- Provided material -
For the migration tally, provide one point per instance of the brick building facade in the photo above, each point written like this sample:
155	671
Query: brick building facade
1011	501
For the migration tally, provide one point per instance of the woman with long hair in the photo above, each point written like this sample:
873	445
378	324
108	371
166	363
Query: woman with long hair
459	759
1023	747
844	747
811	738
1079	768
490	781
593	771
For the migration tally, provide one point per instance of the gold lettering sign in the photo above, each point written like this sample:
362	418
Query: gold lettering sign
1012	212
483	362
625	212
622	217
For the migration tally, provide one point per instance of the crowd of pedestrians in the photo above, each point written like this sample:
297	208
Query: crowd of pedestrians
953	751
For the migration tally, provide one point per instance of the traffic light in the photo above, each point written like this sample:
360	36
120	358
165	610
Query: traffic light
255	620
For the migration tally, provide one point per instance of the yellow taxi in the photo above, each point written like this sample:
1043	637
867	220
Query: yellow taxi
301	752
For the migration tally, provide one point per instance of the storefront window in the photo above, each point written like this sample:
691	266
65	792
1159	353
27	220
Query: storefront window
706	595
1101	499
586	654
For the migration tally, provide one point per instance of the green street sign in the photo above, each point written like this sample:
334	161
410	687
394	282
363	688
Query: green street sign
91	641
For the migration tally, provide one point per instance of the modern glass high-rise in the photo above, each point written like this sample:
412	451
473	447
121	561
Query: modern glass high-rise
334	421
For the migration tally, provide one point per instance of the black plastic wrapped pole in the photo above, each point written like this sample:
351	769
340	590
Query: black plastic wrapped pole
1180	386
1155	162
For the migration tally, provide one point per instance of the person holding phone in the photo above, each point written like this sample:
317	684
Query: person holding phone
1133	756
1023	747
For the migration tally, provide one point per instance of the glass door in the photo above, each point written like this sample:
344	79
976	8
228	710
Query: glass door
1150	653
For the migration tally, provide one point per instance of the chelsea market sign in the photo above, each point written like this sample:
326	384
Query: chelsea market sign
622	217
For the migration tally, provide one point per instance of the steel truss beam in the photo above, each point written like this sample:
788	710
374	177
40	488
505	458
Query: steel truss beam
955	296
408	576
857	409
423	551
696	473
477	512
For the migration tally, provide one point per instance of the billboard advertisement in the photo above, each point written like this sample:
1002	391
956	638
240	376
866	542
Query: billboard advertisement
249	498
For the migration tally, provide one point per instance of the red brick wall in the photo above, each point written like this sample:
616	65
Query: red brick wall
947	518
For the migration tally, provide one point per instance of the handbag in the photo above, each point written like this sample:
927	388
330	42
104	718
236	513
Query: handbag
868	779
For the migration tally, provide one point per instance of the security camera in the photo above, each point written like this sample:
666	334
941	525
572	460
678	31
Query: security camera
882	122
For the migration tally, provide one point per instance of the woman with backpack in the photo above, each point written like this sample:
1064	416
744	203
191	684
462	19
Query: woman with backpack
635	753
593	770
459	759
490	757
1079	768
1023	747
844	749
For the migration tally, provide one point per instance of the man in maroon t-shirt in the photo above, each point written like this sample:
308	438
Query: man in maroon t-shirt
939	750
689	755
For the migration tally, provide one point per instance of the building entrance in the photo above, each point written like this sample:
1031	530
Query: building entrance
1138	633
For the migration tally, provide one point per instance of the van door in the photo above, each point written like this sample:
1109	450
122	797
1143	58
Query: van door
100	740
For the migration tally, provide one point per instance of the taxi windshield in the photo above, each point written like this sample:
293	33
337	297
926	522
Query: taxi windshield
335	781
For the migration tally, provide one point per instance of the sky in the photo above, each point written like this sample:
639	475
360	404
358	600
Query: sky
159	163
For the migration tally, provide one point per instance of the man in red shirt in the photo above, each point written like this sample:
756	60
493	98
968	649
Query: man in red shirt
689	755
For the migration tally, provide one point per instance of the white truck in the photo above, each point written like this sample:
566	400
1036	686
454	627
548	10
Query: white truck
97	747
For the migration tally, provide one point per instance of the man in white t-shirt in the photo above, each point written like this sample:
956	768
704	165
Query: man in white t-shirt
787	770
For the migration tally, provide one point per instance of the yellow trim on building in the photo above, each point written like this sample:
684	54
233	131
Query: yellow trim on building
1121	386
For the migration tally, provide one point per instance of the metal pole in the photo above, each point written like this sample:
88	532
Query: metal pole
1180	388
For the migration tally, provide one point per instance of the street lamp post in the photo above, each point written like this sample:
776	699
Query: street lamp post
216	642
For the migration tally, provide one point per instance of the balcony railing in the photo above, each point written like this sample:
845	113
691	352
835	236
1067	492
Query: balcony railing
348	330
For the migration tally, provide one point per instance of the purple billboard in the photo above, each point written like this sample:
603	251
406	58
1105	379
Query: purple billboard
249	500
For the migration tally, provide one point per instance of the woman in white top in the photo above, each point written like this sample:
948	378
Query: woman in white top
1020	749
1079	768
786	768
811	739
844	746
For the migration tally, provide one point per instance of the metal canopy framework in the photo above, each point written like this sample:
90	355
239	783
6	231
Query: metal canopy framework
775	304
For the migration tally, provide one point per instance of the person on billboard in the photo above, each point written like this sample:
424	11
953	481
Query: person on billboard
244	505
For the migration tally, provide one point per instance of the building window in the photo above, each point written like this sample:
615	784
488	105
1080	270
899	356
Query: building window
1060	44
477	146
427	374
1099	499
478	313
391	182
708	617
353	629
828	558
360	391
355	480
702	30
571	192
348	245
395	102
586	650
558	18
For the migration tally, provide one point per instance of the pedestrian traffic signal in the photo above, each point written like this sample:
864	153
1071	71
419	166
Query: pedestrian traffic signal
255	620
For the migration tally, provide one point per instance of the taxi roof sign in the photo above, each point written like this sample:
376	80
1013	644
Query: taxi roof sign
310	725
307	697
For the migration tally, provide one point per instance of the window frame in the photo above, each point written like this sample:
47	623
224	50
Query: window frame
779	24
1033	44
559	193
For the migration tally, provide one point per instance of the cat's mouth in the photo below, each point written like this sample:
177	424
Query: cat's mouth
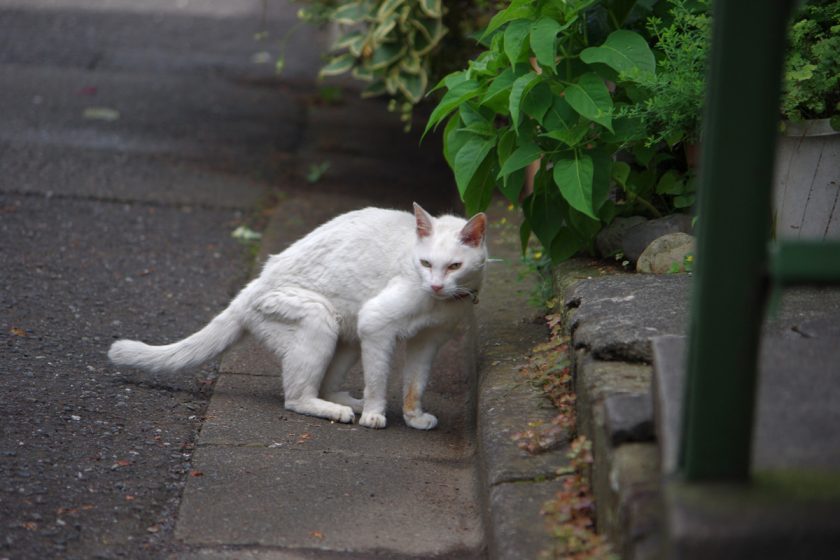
457	294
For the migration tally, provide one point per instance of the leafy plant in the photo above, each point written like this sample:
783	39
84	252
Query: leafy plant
670	102
548	89
317	171
812	70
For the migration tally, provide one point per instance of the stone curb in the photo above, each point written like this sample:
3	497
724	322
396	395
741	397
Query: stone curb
514	484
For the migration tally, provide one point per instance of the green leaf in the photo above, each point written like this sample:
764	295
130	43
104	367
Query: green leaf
515	42
387	8
625	130
574	179
671	182
620	173
383	28
537	102
469	158
479	191
338	65
591	99
473	116
499	92
560	115
453	139
521	157
520	88
432	8
353	41
524	235
350	14
384	55
543	41
571	137
413	86
454	97
624	51
518	9
602	162
684	201
375	89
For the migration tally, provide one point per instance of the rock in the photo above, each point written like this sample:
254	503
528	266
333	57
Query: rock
609	240
661	255
637	238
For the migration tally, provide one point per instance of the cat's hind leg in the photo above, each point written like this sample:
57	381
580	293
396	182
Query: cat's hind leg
309	329
345	357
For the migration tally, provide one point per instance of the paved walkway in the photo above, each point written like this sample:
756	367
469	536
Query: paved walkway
135	137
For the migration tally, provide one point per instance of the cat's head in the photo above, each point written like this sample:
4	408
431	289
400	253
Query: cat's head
450	254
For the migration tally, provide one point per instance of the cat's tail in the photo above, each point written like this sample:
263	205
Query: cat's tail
212	340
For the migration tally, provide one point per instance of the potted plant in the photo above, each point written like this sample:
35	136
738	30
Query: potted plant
807	174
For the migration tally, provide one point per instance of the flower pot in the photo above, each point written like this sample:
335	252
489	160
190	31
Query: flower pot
807	182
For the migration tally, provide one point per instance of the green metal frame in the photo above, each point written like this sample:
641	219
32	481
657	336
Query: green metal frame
731	282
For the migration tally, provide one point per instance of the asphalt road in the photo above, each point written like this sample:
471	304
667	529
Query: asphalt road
133	140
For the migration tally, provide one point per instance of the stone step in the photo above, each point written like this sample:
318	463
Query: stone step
791	507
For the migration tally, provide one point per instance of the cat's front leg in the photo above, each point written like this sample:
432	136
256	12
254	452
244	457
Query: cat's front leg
379	322
376	361
420	353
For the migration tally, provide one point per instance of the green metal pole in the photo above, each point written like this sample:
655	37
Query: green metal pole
734	228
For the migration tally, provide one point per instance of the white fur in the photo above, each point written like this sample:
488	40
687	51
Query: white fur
350	289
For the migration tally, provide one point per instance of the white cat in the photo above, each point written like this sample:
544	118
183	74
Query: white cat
352	287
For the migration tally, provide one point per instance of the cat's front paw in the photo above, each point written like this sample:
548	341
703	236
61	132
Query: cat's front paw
423	421
372	420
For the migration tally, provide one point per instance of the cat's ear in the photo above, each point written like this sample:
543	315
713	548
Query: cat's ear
472	234
424	221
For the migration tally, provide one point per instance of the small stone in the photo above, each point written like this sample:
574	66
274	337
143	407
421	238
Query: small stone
629	417
666	254
609	240
637	238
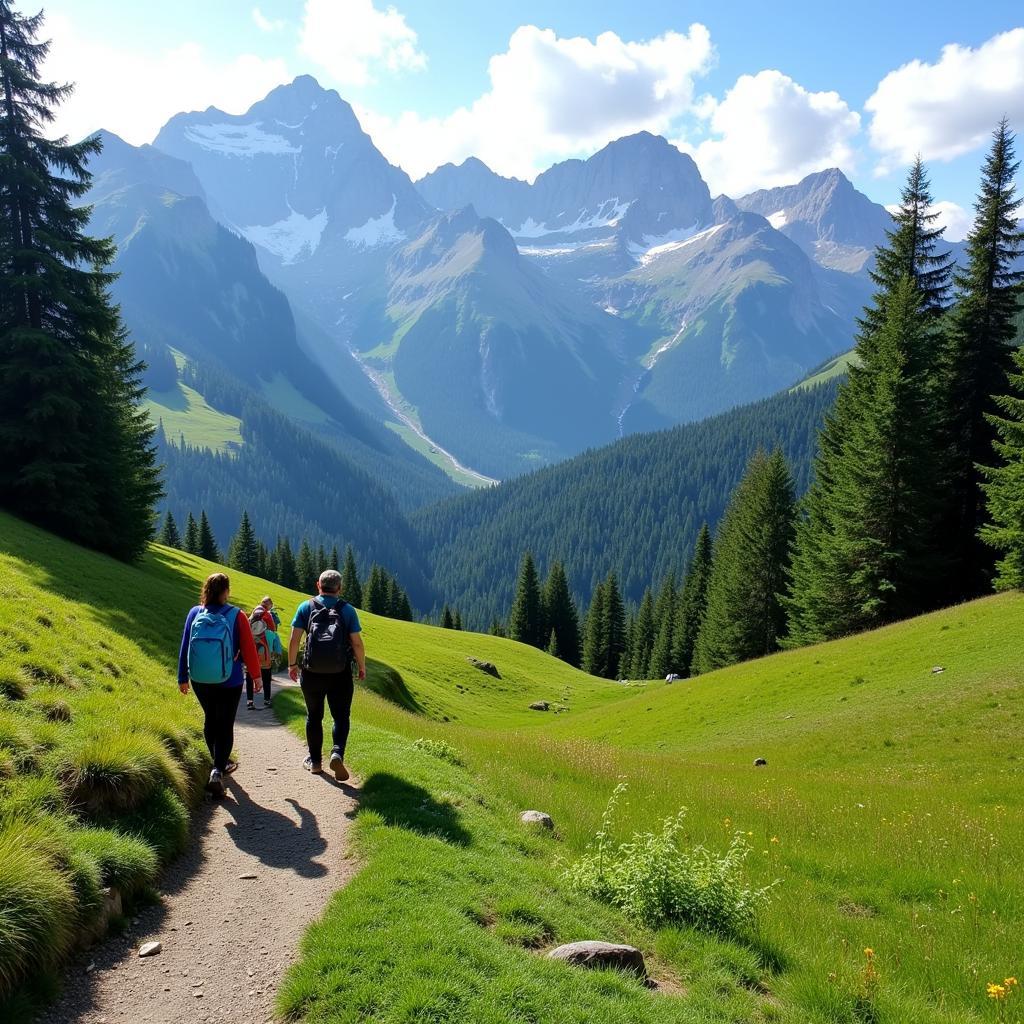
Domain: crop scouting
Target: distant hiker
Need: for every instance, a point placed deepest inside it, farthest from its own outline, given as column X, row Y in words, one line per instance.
column 264, row 628
column 333, row 640
column 216, row 640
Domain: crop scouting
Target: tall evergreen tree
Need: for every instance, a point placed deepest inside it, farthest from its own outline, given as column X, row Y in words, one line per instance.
column 1004, row 485
column 977, row 361
column 79, row 454
column 744, row 615
column 560, row 614
column 288, row 570
column 207, row 544
column 192, row 535
column 305, row 568
column 243, row 553
column 692, row 603
column 526, row 617
column 866, row 551
column 642, row 641
column 351, row 589
column 169, row 531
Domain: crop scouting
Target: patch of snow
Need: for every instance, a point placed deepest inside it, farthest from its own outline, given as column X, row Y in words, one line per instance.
column 239, row 140
column 377, row 230
column 293, row 239
column 646, row 255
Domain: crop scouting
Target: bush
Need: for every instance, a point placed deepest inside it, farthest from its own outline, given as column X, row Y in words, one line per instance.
column 37, row 906
column 656, row 881
column 439, row 749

- Task brief -
Determine how many lines of the listing hold the word "Target" and reply with that figure alone.

- Solution for this problem -
4